* DOCUMENT TEXT *
──────

When I want to explain exactly what shade (as in "throwing shade") is, I refer back to the expert words of Dorian Corey in Jennie Livingston's Paris Is Burning: "Shade is, ‘I don't tell you you're ugly, but I don't have to tell you because you know you're ugly.' And that's shade."
That's the effing lede. How can it get worse? Apparently, it does. Some commenters read through the whole thing (always a very long thing with this idiot writer) and say they still don't know the meaning of "shade" or what "Paris is Burning" is or was. It may be a movie but it isn't a WW2 doc, though. There is no reason to explain because every post is written for a semi-hip gay male New York who is passionate about pop culture and recaps of last night's reality TV show.
I'll make a lede stab, though: "To 'throw shade' upon someone is to make particularly biting kind of passive-aggressive remark. It's a backhanded compliment with an extra twist to the knife. A character in an early 1990s documentary about drag queens put it like this ..."

──────

* PROMPT 1 *
Copy the stretch of the passage on throwing shade from "When I want" through "reality TV show.".

[Rows of named objects to point to]
──────

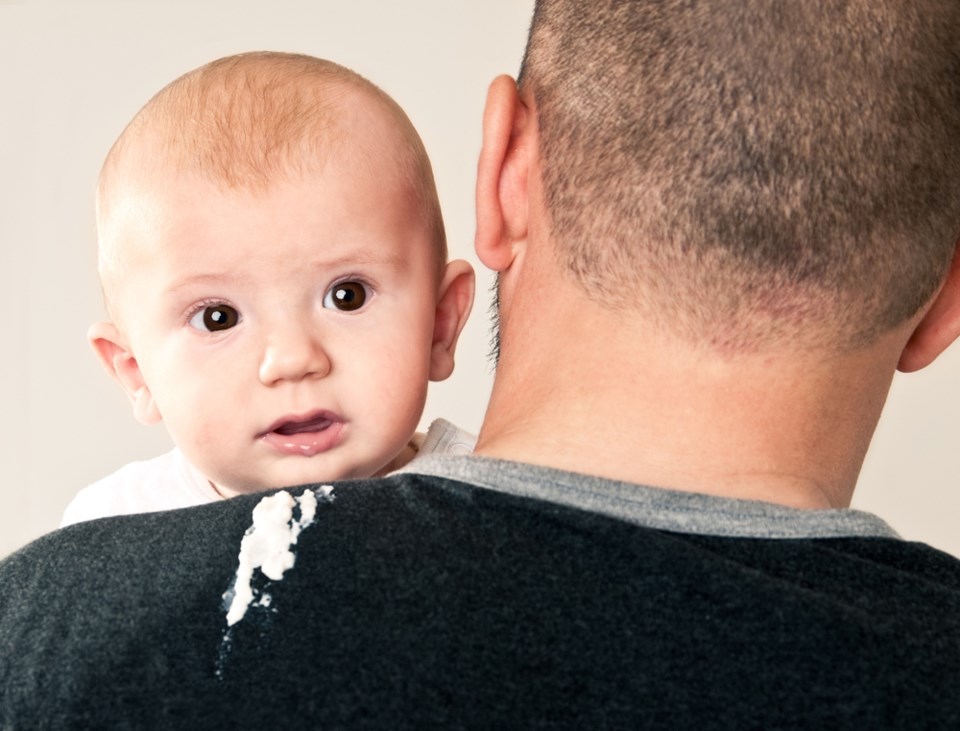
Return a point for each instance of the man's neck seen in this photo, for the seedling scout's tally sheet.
(787, 428)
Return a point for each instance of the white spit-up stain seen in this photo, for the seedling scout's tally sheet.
(267, 545)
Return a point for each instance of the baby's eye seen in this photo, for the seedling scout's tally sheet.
(346, 296)
(215, 317)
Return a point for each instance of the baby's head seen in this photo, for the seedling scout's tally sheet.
(274, 266)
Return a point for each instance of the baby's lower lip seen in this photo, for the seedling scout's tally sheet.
(305, 438)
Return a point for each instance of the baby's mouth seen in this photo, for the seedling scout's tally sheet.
(306, 435)
(315, 423)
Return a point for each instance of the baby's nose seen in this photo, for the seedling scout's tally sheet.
(292, 354)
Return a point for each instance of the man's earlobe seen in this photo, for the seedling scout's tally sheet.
(454, 301)
(501, 194)
(112, 351)
(940, 325)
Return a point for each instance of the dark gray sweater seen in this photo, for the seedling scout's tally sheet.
(425, 602)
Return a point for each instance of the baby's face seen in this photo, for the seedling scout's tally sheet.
(284, 336)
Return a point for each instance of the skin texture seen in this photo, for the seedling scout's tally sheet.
(595, 389)
(270, 263)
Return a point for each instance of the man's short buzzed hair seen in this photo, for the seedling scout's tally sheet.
(752, 171)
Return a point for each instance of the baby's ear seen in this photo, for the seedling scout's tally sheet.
(454, 300)
(115, 356)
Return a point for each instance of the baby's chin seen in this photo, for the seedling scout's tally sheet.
(308, 474)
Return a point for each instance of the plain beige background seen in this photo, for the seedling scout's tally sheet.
(73, 72)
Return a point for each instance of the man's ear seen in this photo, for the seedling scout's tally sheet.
(502, 202)
(939, 326)
(454, 300)
(114, 355)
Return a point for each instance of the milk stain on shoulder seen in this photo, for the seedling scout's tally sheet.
(267, 545)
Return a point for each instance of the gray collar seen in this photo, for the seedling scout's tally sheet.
(670, 510)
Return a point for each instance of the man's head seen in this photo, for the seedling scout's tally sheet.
(273, 260)
(751, 173)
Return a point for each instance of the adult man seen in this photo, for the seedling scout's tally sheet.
(718, 229)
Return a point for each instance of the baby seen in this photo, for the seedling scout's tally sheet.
(274, 268)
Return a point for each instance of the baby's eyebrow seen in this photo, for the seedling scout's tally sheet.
(394, 258)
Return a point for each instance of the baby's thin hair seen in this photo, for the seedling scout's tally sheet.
(247, 121)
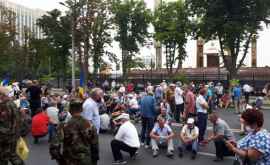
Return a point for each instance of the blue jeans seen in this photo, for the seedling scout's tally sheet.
(202, 125)
(51, 131)
(194, 146)
(147, 126)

──────

* PROMPT 2 *
In the rows, repeat the stretch from the line containing "Return a point for each instance of the baby's thin" through the end of the rows. Leave out the pictures.

* RIGHT ANSWER 1 *
When I want to explain exactly what shade (as in "throwing shade") is, I refer back to the expert words of Dorian Corey in Jennie Livingston's Paris Is Burning: "Shade is, ‘I don't tell you you're ugly, but I don't have to tell you because you know you're ugly.' And that's shade."
That's the effing lede. How can it get worse? Apparently, it does. Some commenters read through the whole thing (always a very long thing with this idiot writer) and say they still don't know the meaning of "shade" or what "Paris is Burning" is or was. It may be a movie but it isn't a WW2 doc, though. There is no reason to explain because every post is written for a semi-hip gay male New York who is passionate about pop culture and recaps of last night's reality TV show.

* RIGHT ANSWER 2 *
Return a point for each instance of the baby's thin hair seen in this photo, for the seedling scout's tally sheet.
(247, 121)
Return a point for each instance of the blue jeans seen in this photo, for the seedling scout's tally sheet.
(202, 125)
(51, 131)
(194, 146)
(147, 126)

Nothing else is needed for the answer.